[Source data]
[START]

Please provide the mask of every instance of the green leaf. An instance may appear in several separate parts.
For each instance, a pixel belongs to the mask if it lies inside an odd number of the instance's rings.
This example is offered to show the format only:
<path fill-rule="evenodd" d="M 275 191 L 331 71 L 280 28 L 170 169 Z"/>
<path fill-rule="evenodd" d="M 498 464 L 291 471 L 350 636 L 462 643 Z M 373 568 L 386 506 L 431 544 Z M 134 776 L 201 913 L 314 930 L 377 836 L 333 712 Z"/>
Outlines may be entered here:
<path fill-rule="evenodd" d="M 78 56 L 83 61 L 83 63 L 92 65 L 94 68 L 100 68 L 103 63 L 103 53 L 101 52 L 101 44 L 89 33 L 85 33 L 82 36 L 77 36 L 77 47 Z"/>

[END]
[START]

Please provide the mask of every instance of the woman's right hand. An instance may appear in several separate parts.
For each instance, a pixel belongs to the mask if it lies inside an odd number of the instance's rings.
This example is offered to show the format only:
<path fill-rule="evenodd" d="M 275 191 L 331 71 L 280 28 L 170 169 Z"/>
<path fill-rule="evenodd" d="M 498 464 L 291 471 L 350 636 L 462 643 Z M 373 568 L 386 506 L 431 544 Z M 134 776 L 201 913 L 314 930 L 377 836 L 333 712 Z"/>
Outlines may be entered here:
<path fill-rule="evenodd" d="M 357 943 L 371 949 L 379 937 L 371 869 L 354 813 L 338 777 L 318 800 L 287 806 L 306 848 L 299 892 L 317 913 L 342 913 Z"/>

[END]
[START]

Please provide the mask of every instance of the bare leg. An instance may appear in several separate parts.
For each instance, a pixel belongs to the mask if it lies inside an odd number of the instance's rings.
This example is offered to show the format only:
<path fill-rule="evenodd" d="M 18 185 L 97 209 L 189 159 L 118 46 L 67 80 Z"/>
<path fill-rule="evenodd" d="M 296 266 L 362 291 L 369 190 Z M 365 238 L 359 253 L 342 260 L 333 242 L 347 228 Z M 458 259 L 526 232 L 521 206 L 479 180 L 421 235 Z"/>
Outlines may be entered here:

[END]

▶ Problem statement
Please give the data starting with the line containing "Please provide the mask of every instance of the green" and going on through the line containing "94 68 L 100" as a two-column CSV with the columns input and output, one row per pair, the text in input and its answer in output. Quote every field and replace line breaks with spaces.

▶ Correct result
input,output
"Please provide the mask of every instance of the green leaf. An instance may appear in several separate parts. For each instance, a pixel belongs to the mask if it lies inside an odd number of the instance's rings. This example is offered to show the format only: <path fill-rule=""evenodd"" d=""M 275 191 L 331 71 L 280 28 L 170 169 Z""/> <path fill-rule=""evenodd"" d=""M 498 464 L 291 471 L 350 636 L 462 643 Z M 373 568 L 386 506 L 431 544 Z M 134 776 L 201 913 L 314 930 L 377 836 L 333 712 Z""/> Outlines may be entered here:","<path fill-rule=""evenodd"" d=""M 78 56 L 83 61 L 83 63 L 92 65 L 94 68 L 100 68 L 103 63 L 103 53 L 101 52 L 101 44 L 89 33 L 85 33 L 82 36 L 77 36 L 77 47 Z""/>"